■ **The problem**: Rewrite the part of the records below that opens with the line containing "Can you find the tree in" and runs through the end of the records, keeping every line, and lower each coordinate in the answers by 142.

Records from a collection
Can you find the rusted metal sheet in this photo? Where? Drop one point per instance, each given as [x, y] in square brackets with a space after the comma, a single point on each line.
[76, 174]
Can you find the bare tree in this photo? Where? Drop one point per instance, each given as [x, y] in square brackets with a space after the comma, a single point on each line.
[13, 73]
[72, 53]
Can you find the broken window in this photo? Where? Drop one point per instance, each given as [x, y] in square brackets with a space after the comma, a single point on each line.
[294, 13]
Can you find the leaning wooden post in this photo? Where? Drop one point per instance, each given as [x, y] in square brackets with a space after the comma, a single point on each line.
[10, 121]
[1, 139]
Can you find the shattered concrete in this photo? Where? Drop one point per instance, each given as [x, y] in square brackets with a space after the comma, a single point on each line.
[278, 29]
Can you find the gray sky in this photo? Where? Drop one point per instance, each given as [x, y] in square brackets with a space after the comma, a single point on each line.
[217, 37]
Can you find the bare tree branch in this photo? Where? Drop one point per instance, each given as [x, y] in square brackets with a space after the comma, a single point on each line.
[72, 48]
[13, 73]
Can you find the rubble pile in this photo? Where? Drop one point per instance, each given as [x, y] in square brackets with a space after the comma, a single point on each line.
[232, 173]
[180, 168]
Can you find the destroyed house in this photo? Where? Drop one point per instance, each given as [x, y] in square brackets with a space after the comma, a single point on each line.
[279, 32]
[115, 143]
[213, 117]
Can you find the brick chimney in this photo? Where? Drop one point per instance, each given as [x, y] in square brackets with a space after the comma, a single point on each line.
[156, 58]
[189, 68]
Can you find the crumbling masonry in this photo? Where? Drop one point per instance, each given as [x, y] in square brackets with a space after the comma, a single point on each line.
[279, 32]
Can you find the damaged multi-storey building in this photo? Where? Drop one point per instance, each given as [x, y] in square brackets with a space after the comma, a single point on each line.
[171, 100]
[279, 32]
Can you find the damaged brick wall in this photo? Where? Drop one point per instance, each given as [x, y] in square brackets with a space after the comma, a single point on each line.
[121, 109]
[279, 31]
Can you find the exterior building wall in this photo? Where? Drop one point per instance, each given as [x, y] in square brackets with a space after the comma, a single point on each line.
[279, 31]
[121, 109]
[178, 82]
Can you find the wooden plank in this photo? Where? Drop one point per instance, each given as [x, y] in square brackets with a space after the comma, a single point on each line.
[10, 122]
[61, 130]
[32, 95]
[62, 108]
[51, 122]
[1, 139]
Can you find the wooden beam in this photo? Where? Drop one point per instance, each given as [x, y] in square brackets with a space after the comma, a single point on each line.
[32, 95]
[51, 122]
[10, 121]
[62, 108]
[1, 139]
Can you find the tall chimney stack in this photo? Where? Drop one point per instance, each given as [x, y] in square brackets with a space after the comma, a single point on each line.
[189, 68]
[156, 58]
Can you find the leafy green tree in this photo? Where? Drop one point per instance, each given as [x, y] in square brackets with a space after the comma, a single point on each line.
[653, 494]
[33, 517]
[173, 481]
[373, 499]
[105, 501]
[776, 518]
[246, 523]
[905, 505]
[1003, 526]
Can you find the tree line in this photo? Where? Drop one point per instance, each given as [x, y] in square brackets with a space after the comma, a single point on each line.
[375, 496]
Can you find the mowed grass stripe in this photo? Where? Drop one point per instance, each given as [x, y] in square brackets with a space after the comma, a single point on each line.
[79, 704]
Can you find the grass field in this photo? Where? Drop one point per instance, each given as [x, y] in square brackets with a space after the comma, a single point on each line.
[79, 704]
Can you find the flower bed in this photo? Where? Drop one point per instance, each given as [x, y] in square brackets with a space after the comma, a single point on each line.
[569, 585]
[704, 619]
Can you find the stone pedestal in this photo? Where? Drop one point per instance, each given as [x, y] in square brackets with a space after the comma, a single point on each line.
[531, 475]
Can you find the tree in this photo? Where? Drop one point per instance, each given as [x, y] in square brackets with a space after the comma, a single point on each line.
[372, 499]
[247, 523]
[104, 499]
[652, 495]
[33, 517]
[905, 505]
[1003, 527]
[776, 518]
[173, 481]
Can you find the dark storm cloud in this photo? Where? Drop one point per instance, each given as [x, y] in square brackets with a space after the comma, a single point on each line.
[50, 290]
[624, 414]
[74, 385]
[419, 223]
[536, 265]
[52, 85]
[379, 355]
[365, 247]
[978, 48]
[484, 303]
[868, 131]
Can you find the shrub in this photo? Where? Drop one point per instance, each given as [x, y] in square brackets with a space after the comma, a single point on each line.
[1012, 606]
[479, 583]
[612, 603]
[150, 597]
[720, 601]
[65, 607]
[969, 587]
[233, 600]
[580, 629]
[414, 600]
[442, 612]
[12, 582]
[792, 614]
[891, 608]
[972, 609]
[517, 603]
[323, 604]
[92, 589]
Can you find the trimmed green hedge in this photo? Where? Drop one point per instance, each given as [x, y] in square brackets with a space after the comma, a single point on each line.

■ **Response to this task**:
Can you find the tree in this photo? Where? Drop one point per instance, each given as [x, y] in square brackets with a space after the comma, a single point on each line.
[230, 357]
[105, 381]
[-38, 357]
[510, 353]
[-109, 375]
[763, 363]
[861, 385]
[634, 376]
[31, 339]
Can you find the dark storm cloud in this photo? Where? Drop one point per instance, each given as [x, y] in square brackets with a space after the comma, a single point on each line.
[-92, 148]
[482, 272]
[-68, 243]
[277, 81]
[394, 123]
[-90, -57]
[237, 213]
[223, 105]
[836, -94]
[342, 161]
[726, -11]
Can you find the shrub in this photo? Where? Drop one point per instance, each given as [x, y] in square brackets with a space after the comma, a single point on each line.
[870, 464]
[337, 441]
[470, 461]
[8, 455]
[578, 459]
[-77, 465]
[827, 445]
[91, 458]
[438, 487]
[272, 458]
[300, 470]
[-130, 440]
[650, 472]
[749, 466]
[830, 467]
[375, 461]
[181, 462]
[-50, 447]
Can you find the trimmed green hedge in this photo? Where? Drop one point per instance, each given as [x, y] in square brackets with a space after the comma, a single point on each line.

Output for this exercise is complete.